* [Task requirements]
A. In the gardening post about squash pests, rewrite the passage that begins at the words "These two garden" and stops after "damage and girdling.", replacing "borer" with "larva".
B. Answer these questions from the gardening post about squash pests:
(i) Which two pests does the writer name as the villains?
(ii) What came off the squash plant when the writer knocked the beetle away?
(iii) What does the writer plan to do with the squash vine after removing the borer?
C. Please go on with the gardening post about squash pests from the point where it ends.

* [Selected extract]
+--

I’ve been riding a gardening high since everything seemed to be going so well. The summer squash has been putting out squash prolifically and everyday there have been more cucumbers to pick. Things are changing. Now there are some pesky pests who are honing in on my vegetables. The squash vine borer and the cucumber beetle are the villains.
These two garden pests have mercilessly dined upon my beloved vines. The squash vine borer is an ugly little thing in its larval state, which is where it does the damage. I was examining a cucumber beetle that had landed on the squash leaf and decided to knock him away. When I knocked the beetle off a large leaf of my squash plant came off too. That’s when I found the rear end of this squash vine borer mooning me. As if he hadn’t offended me already by damaging my squash plants.
There’s not much that can be done now. I haven’t used any pesticides this year which may have allowed these guys to find my plants. All I can do is manage the situation. I’ll attempt to remove the borer then bury the squash vine under more dirt. This will allow the squash vine to root in more places and will lessen any possible die back from borer damage and girdling.

+--

* [Recorded data]
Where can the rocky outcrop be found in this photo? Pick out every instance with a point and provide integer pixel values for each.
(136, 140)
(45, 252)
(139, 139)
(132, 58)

+--

* [Answers to this exercise]
A.
These two garden pests have mercilessly dined upon my beloved vines. The squash vine larva is an ugly little thing in its larval state, which is where it does the damage. I was examining a cucumber beetle that had landed on the squash leaf and decided to knock him away. When I knocked the beetle off a large leaf of my squash plant came off too. That’s when I found the rear end of this squash vine larva mooning me. As if he hadn’t offended me already by damaging my squash plants.
There’s not much that can be done now. I haven’t used any pesticides this year which may have allowed these guys to find my plants. All I can do is manage the situation. I’ll attempt to remove the larva then bury the squash vine under more dirt. This will allow the squash vine to root in more places and will lessen any possible die back from larva damage and girdling.

B.
(i) The squash vine borer and the cucumber beetle.
(ii) A large leaf.
(iii) Bury it under more dirt.

C.
The cucumber beetle wouldn’t have been so bad if it weren’t for the bacteria it carries. I noticed about a week ago that the cucumber leaves seemed to be wilting in the heat of the day. Since it was in the mid 90’s and the plants needed watered I didn’t think too much of the wilt at the time but it turns out I should have. The cucumber beetle carries with it a bacteria that causes bacterial wilt. It transmits the bacteria to the plant either through its mouth or through its excrement. In the first picture below the damage doesn’t look bad until you look a little closer.
Here’s the culprit who brought the devastation to my cucumber vine. By all appearances he looks like a friendly little beetle. Some of his relatives even have stripes. The University of Kentucky Department of Entomology has some information on preventing cucumber beetles from damaging your crop, but for my vines it’s too late.